■ **TASK GOAL**: Convert every line of the material below into a JSON list of strings, with one string per line and blank lines omitted.

─── EXCERPTED DATA

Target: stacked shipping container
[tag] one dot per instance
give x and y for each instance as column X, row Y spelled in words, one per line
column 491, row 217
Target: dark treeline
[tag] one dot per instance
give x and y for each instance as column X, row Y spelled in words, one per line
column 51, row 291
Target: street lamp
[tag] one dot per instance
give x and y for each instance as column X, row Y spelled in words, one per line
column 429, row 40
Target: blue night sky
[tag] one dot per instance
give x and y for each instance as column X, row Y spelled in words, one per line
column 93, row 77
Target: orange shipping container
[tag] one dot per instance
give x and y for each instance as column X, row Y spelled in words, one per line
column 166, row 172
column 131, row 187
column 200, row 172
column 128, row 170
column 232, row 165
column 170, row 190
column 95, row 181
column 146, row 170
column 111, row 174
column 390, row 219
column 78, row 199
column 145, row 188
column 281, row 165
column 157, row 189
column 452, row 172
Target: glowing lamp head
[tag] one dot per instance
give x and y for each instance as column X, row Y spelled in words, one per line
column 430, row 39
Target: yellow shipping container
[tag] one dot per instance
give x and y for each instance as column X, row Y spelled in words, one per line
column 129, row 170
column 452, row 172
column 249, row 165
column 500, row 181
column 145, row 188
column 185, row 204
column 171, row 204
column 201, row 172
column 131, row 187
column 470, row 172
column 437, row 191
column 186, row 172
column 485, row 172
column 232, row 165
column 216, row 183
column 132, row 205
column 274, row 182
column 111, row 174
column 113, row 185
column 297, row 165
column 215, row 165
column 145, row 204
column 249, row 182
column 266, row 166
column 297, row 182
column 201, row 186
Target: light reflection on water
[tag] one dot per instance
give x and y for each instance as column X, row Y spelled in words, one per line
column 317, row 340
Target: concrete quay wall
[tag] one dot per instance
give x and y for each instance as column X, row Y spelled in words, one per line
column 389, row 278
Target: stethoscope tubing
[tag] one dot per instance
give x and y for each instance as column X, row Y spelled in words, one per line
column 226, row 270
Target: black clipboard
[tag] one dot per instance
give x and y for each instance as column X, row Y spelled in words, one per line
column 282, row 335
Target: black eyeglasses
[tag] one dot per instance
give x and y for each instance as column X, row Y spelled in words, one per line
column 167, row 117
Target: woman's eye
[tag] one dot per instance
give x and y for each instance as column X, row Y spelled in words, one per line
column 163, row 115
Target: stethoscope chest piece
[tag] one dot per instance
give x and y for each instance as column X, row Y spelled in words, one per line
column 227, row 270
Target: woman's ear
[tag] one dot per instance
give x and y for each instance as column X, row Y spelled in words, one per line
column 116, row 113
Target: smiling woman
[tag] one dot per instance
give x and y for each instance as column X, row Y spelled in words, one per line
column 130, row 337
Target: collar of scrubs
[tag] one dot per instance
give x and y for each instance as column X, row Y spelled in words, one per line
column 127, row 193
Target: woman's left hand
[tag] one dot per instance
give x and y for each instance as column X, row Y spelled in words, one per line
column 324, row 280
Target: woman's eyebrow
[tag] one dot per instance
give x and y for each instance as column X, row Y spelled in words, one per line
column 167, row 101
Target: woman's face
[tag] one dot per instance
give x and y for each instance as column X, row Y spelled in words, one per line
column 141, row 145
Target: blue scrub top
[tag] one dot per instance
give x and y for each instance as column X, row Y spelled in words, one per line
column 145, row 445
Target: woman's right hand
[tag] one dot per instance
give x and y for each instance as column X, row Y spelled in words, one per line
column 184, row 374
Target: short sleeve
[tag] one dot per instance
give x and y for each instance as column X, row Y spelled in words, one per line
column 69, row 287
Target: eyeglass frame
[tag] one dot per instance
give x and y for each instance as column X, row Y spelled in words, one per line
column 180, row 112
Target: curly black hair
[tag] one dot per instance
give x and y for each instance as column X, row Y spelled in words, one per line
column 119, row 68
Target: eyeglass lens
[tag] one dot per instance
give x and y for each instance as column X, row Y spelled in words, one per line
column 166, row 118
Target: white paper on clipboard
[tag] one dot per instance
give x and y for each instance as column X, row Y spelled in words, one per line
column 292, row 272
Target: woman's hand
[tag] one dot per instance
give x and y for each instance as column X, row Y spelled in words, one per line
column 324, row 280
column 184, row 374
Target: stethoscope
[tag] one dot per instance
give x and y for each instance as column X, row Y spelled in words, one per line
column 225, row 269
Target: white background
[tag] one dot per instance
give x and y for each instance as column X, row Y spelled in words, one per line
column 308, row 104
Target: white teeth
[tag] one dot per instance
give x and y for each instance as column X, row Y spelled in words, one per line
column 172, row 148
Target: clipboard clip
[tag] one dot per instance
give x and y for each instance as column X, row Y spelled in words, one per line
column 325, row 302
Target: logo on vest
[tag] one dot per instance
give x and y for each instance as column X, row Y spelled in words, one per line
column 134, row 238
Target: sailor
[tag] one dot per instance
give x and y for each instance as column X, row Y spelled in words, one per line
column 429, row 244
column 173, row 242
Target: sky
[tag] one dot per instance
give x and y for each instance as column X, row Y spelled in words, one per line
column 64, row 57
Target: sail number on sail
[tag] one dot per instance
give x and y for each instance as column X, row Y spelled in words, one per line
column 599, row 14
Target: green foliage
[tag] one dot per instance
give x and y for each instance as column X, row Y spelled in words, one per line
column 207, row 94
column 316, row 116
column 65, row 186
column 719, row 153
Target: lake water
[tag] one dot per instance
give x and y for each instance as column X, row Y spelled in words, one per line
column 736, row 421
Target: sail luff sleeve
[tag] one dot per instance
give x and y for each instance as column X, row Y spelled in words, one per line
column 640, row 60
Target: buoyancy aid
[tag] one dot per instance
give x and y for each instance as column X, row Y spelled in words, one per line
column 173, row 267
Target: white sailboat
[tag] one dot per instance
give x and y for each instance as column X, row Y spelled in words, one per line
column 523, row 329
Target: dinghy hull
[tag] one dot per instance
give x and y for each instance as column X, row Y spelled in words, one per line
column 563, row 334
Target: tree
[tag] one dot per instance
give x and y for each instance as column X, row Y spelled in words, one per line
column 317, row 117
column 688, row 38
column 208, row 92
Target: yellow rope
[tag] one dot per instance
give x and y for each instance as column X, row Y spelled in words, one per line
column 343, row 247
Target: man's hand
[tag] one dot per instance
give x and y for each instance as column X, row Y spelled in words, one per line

──────

■ **RESPONSE**:
[
  "Target: stacked shipping container",
  "[tag] one dot per instance",
  "give x and y for each instance as column X, row Y spelled in words, one per line",
  "column 491, row 217",
  "Target: dark treeline",
  "[tag] one dot per instance",
  "give x and y for each instance as column X, row Y spelled in words, one per line",
  "column 51, row 291",
  "Target: street lamp",
  "[tag] one dot per instance",
  "give x and y for each instance as column X, row Y spelled in words, one per line",
  "column 429, row 40",
  "Target: blue night sky",
  "[tag] one dot per instance",
  "give x and y for each instance as column X, row Y spelled in words, one per line",
  "column 93, row 77",
  "Target: orange shipping container",
  "[tag] one dot per instance",
  "give x and y for each instance as column X, row Y spelled in words, one per line",
  "column 166, row 172",
  "column 131, row 187",
  "column 200, row 172",
  "column 128, row 170",
  "column 232, row 165",
  "column 170, row 190",
  "column 95, row 181",
  "column 146, row 170",
  "column 111, row 174",
  "column 390, row 219",
  "column 78, row 199",
  "column 145, row 188",
  "column 281, row 165",
  "column 157, row 189",
  "column 452, row 172",
  "Target: glowing lamp head",
  "[tag] one dot per instance",
  "give x and y for each instance as column X, row Y spelled in words, one per line",
  "column 430, row 39",
  "Target: yellow shipping container",
  "[tag] one dot per instance",
  "give x and y for each instance as column X, row Y spelled in words, one per line",
  "column 129, row 170",
  "column 452, row 172",
  "column 249, row 165",
  "column 500, row 181",
  "column 145, row 188",
  "column 185, row 204",
  "column 171, row 204",
  "column 201, row 172",
  "column 131, row 187",
  "column 470, row 172",
  "column 437, row 191",
  "column 186, row 172",
  "column 485, row 172",
  "column 232, row 165",
  "column 216, row 183",
  "column 132, row 205",
  "column 274, row 182",
  "column 111, row 174",
  "column 113, row 185",
  "column 297, row 165",
  "column 215, row 165",
  "column 145, row 204",
  "column 249, row 182",
  "column 266, row 166",
  "column 297, row 182",
  "column 201, row 186",
  "Target: light reflection on water",
  "[tag] one dot per instance",
  "give x and y for each instance as column X, row Y spelled in words, one per line",
  "column 317, row 340",
  "Target: concrete quay wall",
  "[tag] one dot per instance",
  "give x and y for each instance as column X, row Y spelled in words, one per line",
  "column 389, row 278",
  "Target: stethoscope tubing",
  "[tag] one dot per instance",
  "give x and y for each instance as column X, row Y spelled in words, one per line",
  "column 226, row 270",
  "Target: black clipboard",
  "[tag] one dot per instance",
  "give x and y for each instance as column X, row Y spelled in words, one per line",
  "column 282, row 335",
  "Target: black eyeglasses",
  "[tag] one dot per instance",
  "give x and y for each instance as column X, row Y spelled in words, one per line",
  "column 167, row 117",
  "Target: woman's eye",
  "[tag] one dot per instance",
  "give x and y for each instance as column X, row Y spelled in words, one per line",
  "column 163, row 115",
  "Target: stethoscope chest piece",
  "[tag] one dot per instance",
  "give x and y for each instance as column X, row Y spelled in words, one per line",
  "column 227, row 270",
  "Target: woman's ear",
  "[tag] one dot per instance",
  "give x and y for each instance as column X, row Y spelled in words, one per line",
  "column 116, row 113",
  "Target: smiling woman",
  "[tag] one dot per instance",
  "give x and y for each instance as column X, row Y spelled in words, one per line",
  "column 130, row 337",
  "Target: collar of scrubs",
  "[tag] one dot per instance",
  "give x and y for each instance as column X, row Y spelled in words, one per line",
  "column 127, row 193",
  "Target: woman's left hand",
  "[tag] one dot per instance",
  "give x and y for each instance as column X, row Y spelled in words, one per line",
  "column 324, row 280",
  "Target: woman's eyebrow",
  "[tag] one dot per instance",
  "give x and y for each instance as column X, row Y spelled in words, one per line",
  "column 167, row 101",
  "Target: woman's face",
  "[tag] one dot per instance",
  "give x and y for each instance as column X, row Y spelled in words, one per line",
  "column 141, row 145",
  "Target: blue scrub top",
  "[tag] one dot per instance",
  "give x and y for each instance as column X, row Y spelled in words, one per line",
  "column 145, row 445",
  "Target: woman's right hand",
  "[tag] one dot per instance",
  "give x and y for each instance as column X, row Y spelled in words, one per line",
  "column 184, row 374",
  "Target: short sleeve",
  "[tag] one dot per instance",
  "give x and y for each instance as column X, row Y spelled in words, one per line",
  "column 69, row 287",
  "Target: eyeglass frame",
  "[tag] one dot per instance",
  "give x and y for each instance as column X, row Y spelled in words, one per line",
  "column 180, row 112",
  "Target: curly black hair",
  "[tag] one dot per instance",
  "give x and y for each instance as column X, row Y spelled in words, one per line",
  "column 119, row 68",
  "Target: eyeglass lens",
  "[tag] one dot per instance",
  "give x and y for each instance as column X, row Y spelled in words, one per line",
  "column 166, row 118",
  "Target: white paper on clipboard",
  "[tag] one dot per instance",
  "give x and y for each instance as column X, row Y spelled in words, one per line",
  "column 292, row 272",
  "Target: woman's hand",
  "[tag] one dot per instance",
  "give x and y for each instance as column X, row Y spelled in words, one per line",
  "column 324, row 280",
  "column 184, row 374",
  "Target: stethoscope",
  "[tag] one dot per instance",
  "give x and y for each instance as column X, row Y spelled in words, one per line",
  "column 225, row 269",
  "Target: white background",
  "[tag] one dot per instance",
  "give x and y for each instance as column X, row Y spelled in words, one per line",
  "column 308, row 104",
  "Target: white teeth",
  "[tag] one dot per instance",
  "give x and y for each instance as column X, row Y spelled in words, one per line",
  "column 172, row 148",
  "Target: clipboard clip",
  "[tag] one dot per instance",
  "give x and y for each instance as column X, row Y spelled in words, one per line",
  "column 325, row 302",
  "Target: logo on vest",
  "[tag] one dot per instance",
  "give x and y for each instance as column X, row Y spelled in words, one per line",
  "column 134, row 238",
  "Target: sailor",
  "[tag] one dot per instance",
  "give x and y for each instance as column X, row Y spelled in words, one per line",
  "column 429, row 244",
  "column 173, row 242",
  "Target: sky",
  "[tag] one dot per instance",
  "give x and y for each instance as column X, row Y spelled in words, one per line",
  "column 64, row 57",
  "Target: sail number on sail",
  "[tag] one dot per instance",
  "give x and y for each instance as column X, row Y spelled in words, one per line",
  "column 599, row 14",
  "Target: green foliage",
  "[tag] one dot per instance",
  "give x and y for each instance as column X, row Y spelled in words, one per line",
  "column 207, row 94",
  "column 316, row 116",
  "column 65, row 186",
  "column 719, row 153",
  "Target: lake water",
  "[tag] one dot per instance",
  "give x and y for each instance as column X, row Y spelled in words, one per line",
  "column 736, row 421",
  "Target: sail luff sleeve",
  "[tag] one dot per instance",
  "give x and y for each instance as column X, row Y spelled in words, one per line",
  "column 640, row 60",
  "Target: buoyancy aid",
  "[tag] one dot per instance",
  "give x and y for each instance as column X, row Y spelled in words, one per line",
  "column 173, row 267",
  "Target: white sailboat",
  "[tag] one dot per instance",
  "give x and y for each instance as column X, row Y spelled in words, one per line",
  "column 523, row 329",
  "Target: dinghy hull",
  "[tag] one dot per instance",
  "give x and y for each instance as column X, row Y spelled in words, one per line",
  "column 563, row 334",
  "Target: tree",
  "[tag] one dot per instance",
  "give x and y for each instance as column X, row Y spelled in words, one per line",
  "column 317, row 117",
  "column 688, row 38",
  "column 208, row 92",
  "Target: yellow rope",
  "[tag] one dot per instance",
  "give x and y for each instance as column X, row Y spelled in words, one per line",
  "column 343, row 247",
  "Target: man's hand",
  "[tag] one dot per instance",
  "give x and y for each instance as column X, row Y spelled in words, one per line"
]